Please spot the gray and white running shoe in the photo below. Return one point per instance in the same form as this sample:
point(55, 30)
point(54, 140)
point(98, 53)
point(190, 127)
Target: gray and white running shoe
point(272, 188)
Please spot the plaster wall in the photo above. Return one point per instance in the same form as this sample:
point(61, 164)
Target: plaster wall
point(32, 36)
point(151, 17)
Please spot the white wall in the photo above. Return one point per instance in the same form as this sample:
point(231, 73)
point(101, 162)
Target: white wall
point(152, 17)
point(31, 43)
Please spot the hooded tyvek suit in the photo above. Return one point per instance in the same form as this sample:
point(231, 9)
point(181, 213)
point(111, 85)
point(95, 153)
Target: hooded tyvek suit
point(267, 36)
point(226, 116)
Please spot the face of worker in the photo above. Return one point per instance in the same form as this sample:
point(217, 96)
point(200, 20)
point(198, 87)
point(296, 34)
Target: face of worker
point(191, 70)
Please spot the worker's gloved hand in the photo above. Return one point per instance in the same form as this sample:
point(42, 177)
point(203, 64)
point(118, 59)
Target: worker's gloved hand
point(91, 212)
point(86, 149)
= = =
What to do – A bare number is the expected answer: the tally of lines in the records above holding "this".

Worked solution – 6